Entries taken from a collection
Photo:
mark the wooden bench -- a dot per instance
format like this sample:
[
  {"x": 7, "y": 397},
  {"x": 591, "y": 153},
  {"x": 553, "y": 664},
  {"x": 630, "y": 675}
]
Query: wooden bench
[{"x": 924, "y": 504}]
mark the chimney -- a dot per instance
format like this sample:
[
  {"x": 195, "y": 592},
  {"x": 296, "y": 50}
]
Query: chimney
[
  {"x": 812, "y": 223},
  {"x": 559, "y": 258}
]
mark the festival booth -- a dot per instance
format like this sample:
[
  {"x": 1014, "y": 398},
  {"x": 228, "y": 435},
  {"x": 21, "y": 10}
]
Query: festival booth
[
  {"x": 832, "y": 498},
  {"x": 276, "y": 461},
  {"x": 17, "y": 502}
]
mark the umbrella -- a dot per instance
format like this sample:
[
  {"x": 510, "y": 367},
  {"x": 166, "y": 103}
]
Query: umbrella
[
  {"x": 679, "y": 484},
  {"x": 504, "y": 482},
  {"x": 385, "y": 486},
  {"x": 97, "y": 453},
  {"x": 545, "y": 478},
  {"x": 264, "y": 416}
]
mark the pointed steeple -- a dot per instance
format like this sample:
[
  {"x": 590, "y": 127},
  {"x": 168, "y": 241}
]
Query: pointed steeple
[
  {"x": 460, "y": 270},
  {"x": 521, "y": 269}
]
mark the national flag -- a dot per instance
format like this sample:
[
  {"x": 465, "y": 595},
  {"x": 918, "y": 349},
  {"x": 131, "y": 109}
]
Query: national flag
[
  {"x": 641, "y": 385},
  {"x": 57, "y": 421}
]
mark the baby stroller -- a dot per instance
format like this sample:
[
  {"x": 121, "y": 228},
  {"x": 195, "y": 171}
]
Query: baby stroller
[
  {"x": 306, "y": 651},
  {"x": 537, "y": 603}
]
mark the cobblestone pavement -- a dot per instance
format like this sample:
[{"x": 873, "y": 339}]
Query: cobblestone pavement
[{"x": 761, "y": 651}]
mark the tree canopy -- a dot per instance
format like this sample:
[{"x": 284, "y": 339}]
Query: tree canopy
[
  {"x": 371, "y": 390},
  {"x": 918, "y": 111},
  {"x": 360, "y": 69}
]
==
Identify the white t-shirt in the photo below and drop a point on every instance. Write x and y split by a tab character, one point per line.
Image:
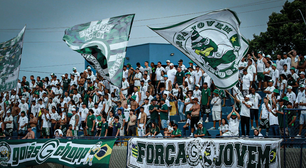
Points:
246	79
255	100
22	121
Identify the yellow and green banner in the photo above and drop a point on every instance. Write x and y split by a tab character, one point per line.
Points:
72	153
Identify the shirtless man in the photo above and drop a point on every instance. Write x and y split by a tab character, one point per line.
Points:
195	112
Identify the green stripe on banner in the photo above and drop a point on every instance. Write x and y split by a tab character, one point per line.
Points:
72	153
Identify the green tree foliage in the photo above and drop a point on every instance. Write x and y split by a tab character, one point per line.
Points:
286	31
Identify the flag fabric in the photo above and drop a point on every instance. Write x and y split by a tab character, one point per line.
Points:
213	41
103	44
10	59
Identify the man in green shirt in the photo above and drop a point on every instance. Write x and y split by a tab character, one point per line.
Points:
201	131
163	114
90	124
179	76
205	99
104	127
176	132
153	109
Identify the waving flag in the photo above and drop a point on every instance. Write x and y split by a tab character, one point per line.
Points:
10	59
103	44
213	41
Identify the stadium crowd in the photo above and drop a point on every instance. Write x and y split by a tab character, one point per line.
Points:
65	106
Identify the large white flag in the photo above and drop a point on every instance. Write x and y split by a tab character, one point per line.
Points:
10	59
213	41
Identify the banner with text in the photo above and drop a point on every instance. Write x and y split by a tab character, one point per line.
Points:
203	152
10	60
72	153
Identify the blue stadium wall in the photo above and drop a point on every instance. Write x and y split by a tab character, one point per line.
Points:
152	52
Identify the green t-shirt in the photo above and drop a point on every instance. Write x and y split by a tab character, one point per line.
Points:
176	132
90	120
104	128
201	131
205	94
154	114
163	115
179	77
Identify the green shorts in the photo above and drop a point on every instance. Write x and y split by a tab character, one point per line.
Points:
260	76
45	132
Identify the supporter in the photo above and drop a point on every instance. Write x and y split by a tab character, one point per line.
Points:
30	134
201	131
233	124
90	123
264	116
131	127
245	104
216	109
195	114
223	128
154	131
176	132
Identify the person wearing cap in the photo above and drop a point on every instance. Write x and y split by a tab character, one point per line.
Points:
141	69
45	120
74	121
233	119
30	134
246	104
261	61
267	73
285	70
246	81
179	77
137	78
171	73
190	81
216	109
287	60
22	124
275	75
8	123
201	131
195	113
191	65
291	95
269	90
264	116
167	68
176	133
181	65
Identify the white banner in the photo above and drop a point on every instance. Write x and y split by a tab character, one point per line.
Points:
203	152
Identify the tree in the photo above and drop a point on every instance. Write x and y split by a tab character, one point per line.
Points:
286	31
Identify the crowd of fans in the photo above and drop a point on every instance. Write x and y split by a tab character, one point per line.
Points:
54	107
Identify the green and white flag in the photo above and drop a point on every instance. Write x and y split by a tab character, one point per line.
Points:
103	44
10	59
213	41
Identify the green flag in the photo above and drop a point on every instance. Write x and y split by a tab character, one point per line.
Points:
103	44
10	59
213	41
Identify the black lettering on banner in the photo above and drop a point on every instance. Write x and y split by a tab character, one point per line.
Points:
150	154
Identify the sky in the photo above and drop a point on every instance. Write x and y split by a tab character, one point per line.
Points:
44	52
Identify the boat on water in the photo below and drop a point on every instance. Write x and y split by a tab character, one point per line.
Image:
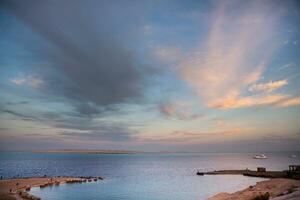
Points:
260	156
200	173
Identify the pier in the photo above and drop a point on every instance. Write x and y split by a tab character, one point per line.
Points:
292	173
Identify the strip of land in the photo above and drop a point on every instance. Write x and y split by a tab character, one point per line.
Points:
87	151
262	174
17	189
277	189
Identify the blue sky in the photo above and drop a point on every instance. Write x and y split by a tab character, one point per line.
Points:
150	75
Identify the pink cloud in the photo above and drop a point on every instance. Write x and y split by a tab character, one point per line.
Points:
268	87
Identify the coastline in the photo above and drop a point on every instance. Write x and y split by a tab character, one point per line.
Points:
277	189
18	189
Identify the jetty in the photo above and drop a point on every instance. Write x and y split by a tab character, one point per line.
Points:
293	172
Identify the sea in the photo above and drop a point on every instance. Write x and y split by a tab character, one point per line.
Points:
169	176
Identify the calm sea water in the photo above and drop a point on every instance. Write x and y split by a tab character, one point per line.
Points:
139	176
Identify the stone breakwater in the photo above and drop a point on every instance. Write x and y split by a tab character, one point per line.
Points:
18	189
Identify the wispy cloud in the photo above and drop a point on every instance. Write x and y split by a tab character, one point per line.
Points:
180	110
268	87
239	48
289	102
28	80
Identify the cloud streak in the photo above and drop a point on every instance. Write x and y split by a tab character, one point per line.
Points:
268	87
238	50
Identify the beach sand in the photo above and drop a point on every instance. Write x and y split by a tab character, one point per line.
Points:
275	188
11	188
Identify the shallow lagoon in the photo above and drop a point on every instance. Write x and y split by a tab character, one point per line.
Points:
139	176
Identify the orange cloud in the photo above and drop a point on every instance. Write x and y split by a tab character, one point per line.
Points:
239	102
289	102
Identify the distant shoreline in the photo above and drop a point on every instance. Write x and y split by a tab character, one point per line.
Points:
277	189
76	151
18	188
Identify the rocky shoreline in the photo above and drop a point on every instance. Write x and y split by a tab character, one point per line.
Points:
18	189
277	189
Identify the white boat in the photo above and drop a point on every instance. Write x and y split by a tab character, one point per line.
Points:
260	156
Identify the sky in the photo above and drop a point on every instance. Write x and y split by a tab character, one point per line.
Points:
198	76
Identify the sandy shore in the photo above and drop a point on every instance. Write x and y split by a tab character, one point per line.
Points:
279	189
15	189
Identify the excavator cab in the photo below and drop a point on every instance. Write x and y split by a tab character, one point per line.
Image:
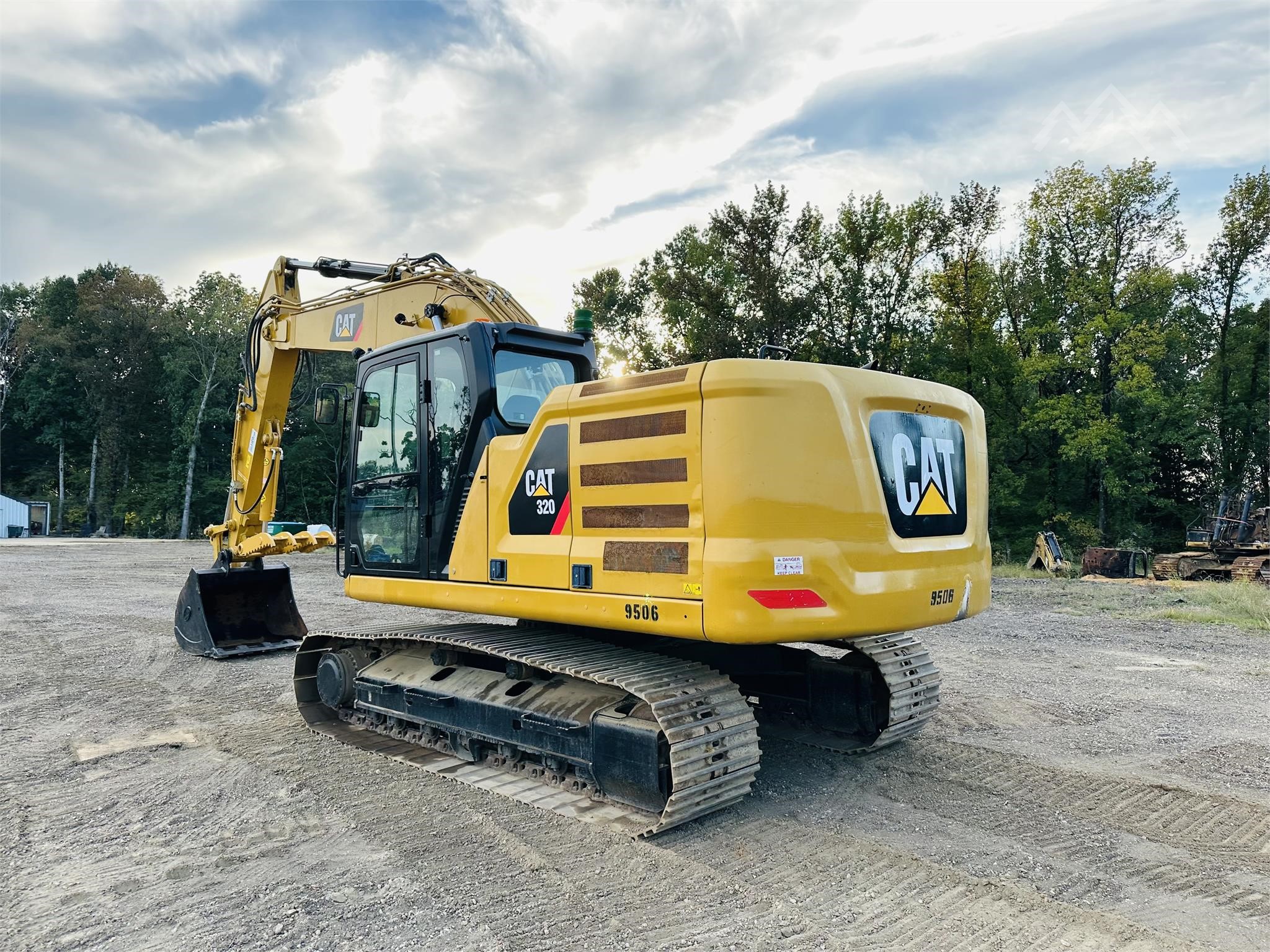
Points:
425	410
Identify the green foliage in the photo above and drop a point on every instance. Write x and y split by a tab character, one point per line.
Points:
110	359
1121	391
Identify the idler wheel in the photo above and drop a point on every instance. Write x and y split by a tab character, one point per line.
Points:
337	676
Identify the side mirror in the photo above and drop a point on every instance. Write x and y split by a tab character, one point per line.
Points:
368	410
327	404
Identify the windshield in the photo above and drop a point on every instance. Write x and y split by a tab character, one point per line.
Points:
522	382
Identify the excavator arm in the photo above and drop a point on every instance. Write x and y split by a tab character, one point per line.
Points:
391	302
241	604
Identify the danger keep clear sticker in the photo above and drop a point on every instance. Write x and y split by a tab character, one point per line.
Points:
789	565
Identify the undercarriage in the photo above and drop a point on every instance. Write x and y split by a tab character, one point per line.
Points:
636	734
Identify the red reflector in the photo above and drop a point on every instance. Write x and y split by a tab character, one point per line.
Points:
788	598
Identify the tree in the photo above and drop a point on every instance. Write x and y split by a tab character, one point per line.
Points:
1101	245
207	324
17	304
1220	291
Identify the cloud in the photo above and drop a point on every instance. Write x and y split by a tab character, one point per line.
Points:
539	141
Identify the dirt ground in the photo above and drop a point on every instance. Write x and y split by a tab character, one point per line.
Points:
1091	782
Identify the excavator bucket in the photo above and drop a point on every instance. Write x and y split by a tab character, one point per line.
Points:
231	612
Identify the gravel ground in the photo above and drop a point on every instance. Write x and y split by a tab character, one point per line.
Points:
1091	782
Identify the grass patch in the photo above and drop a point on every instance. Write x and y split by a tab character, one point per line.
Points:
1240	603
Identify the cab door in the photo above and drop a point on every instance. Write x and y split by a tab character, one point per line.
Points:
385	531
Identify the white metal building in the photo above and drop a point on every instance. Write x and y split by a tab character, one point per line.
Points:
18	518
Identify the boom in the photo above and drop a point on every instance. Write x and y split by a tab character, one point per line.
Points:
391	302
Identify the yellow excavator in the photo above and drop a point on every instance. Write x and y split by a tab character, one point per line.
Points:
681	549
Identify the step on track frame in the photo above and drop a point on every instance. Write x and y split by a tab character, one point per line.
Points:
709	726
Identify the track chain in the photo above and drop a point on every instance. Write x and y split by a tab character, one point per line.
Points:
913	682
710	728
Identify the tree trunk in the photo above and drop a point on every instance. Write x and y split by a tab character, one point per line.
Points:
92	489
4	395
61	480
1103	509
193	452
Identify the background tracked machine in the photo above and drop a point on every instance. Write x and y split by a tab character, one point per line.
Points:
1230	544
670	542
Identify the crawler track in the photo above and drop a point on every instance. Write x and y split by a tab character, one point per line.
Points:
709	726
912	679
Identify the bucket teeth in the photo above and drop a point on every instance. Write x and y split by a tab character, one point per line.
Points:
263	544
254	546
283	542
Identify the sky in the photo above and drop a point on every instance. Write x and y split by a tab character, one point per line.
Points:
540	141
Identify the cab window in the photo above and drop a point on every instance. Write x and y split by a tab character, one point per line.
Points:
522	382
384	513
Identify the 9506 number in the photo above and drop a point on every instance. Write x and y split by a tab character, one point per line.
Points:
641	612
---
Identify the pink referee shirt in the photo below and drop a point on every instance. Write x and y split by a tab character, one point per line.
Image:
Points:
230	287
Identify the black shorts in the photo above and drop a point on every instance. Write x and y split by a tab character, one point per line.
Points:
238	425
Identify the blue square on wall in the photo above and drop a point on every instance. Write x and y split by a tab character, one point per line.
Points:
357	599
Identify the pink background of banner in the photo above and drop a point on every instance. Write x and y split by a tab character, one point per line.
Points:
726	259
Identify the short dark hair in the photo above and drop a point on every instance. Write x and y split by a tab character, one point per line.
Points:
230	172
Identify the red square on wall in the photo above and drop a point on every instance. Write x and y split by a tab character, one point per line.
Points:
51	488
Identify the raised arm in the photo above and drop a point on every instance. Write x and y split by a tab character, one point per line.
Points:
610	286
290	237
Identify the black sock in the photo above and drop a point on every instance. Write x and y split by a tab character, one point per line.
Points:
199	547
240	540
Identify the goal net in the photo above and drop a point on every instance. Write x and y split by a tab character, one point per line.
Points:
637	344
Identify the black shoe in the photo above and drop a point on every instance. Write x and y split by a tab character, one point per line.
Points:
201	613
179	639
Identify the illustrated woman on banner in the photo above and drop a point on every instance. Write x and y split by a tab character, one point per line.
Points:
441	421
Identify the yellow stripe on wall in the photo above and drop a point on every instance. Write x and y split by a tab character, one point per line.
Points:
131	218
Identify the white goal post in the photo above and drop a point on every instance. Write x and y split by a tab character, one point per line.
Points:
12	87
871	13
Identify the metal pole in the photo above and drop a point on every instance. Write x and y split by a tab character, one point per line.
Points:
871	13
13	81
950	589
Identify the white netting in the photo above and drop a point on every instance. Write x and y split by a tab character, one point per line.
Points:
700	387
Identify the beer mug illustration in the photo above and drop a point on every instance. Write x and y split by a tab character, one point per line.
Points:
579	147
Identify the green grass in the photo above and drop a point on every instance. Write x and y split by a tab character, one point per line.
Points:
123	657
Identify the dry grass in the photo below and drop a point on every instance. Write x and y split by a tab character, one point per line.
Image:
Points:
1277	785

# Exercise brief:
Report how many lines of the records above contain the string "grass", giving only the number. Case counts.

# Response to this task:
3